__Page__
DAVID VAN VARICK, COUNTY ATTORNEY, ROCHESTER (PATRICIA WOEHRLEN OF
COUNSEL), FOR PETITIONER-RESPONDENT.
TANYA J. CONLEY, ATTORNEY FOR THE CHILD, ROCHESTER, FOR ARIEL C.W.-H.
Appeal from an order of the Family Court, Monroe County (Dandrea
L. Ruhlmann, J.), entered October 12, 2010 in a proceeding pursuant to
Family Court Act article 10. The order, among other things, adjudged
that respondent neglected the subject child.
It is hereby ORDERED that the order so appealed from is
unanimously affirmed without costs.

__What you are asked to do__
Quote the appellate order verbatim, starting at the words "TANYA J. CONLEY, ATTORNEY" and stopping after "the subject child.".

__Information supplied__
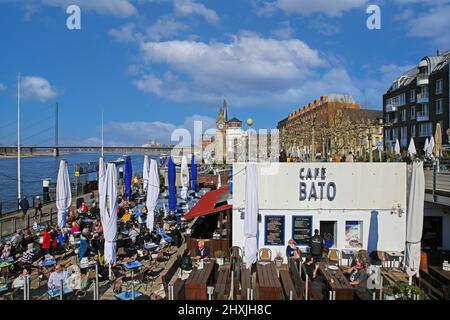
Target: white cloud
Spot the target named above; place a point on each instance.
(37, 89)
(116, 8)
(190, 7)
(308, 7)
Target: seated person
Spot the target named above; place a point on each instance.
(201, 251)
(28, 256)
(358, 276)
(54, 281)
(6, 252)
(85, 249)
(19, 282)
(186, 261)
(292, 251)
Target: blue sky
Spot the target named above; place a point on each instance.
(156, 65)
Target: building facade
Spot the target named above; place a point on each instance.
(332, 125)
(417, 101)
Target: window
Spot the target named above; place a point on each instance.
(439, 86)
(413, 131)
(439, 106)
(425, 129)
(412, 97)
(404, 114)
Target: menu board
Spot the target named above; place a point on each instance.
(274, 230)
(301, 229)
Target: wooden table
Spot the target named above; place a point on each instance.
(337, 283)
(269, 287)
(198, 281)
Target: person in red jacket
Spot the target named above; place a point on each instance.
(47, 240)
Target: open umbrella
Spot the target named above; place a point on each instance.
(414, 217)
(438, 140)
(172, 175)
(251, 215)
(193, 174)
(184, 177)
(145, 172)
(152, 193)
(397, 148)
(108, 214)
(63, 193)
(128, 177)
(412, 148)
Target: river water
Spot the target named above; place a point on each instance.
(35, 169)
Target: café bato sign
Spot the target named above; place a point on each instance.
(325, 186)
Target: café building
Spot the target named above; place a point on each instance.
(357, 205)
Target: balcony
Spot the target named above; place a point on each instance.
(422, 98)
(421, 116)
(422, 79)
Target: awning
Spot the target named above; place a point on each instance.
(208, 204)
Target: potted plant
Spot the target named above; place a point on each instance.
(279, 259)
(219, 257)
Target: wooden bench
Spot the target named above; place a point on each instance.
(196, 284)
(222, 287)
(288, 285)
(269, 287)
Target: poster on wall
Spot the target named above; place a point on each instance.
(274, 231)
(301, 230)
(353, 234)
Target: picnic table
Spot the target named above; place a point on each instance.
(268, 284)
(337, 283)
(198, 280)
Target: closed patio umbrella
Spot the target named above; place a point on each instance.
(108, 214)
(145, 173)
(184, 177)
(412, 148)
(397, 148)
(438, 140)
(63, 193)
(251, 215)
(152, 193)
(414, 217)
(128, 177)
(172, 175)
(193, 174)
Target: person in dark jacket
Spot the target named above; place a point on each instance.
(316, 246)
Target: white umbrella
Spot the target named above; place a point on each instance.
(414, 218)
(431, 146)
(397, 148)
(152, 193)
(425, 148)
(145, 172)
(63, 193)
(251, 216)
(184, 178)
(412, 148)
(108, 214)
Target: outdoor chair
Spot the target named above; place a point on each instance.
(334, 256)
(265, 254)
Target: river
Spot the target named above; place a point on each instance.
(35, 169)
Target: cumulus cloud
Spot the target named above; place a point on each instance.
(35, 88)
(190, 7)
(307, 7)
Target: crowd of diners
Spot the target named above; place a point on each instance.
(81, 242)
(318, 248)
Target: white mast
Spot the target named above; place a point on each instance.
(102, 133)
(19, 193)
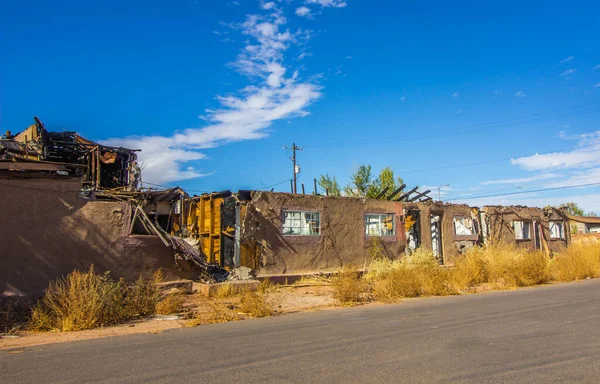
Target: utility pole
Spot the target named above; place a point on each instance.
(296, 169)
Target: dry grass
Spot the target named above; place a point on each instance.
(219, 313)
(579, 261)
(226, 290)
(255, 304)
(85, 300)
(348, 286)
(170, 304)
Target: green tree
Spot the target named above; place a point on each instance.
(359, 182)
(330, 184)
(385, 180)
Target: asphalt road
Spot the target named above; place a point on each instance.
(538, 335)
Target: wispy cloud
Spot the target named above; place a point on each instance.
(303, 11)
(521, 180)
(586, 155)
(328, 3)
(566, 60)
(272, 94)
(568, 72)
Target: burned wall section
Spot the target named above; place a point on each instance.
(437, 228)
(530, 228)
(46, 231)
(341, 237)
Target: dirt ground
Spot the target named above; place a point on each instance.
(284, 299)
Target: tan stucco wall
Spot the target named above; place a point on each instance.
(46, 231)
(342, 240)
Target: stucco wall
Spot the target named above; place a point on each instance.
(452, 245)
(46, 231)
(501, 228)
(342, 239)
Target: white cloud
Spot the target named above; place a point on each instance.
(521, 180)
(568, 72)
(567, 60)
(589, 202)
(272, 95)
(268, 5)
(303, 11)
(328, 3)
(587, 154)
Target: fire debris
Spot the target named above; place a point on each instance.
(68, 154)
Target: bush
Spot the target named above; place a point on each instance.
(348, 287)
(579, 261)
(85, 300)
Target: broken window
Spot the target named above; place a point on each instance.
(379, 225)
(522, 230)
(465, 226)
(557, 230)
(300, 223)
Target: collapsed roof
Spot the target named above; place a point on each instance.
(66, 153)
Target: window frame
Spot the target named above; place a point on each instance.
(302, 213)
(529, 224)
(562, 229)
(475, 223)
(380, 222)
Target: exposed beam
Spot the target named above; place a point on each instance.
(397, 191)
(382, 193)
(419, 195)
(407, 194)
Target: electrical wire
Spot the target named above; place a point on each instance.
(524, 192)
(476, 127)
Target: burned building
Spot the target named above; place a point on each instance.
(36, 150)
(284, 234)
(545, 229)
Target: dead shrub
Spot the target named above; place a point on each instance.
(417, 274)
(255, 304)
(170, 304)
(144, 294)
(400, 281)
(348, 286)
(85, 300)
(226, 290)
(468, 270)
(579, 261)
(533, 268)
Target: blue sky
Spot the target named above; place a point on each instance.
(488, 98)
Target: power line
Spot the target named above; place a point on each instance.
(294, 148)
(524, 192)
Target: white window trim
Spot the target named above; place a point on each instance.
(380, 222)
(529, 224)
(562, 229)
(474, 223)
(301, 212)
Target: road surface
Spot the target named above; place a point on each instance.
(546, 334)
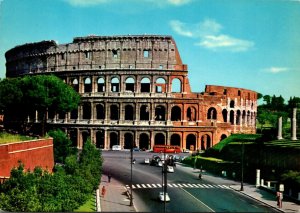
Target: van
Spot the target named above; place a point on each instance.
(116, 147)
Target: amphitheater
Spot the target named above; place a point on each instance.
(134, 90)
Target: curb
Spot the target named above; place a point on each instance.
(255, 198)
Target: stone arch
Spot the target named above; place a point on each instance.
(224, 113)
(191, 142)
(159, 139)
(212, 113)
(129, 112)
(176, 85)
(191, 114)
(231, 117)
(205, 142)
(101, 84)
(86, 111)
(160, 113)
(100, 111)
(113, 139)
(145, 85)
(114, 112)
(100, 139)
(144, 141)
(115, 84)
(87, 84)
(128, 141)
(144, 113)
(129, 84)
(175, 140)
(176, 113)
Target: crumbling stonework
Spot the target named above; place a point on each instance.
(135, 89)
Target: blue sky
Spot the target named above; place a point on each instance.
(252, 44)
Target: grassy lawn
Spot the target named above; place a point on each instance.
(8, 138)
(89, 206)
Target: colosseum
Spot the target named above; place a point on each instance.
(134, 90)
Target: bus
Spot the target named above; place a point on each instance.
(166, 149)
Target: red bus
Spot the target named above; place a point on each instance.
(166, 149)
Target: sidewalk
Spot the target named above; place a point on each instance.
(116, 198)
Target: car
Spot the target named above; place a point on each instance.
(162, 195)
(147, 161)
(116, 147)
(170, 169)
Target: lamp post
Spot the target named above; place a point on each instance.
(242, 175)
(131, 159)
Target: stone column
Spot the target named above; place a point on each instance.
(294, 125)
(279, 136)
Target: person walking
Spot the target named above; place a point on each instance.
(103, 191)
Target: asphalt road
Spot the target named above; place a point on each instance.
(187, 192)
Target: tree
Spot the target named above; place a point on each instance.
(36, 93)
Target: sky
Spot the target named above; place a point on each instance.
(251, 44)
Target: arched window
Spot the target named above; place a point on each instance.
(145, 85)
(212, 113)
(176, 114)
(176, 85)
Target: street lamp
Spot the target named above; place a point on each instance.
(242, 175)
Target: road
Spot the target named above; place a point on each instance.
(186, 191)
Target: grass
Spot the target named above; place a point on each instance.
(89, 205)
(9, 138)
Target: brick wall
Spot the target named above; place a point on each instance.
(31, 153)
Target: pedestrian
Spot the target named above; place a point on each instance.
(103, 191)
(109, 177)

__Output for this exercise__
TANYA J. CONLEY, ATTORNEY FOR THE CHILD, ROCHESTER, FOR ARIEL C.W.-H.
Appeal from an order of the Family Court, Monroe County (Dandrea
L. Ruhlmann, J.), entered October 12, 2010 in a proceeding pursuant to
Family Court Act article 10. The order, among other things, adjudged
that respondent neglected the subject child.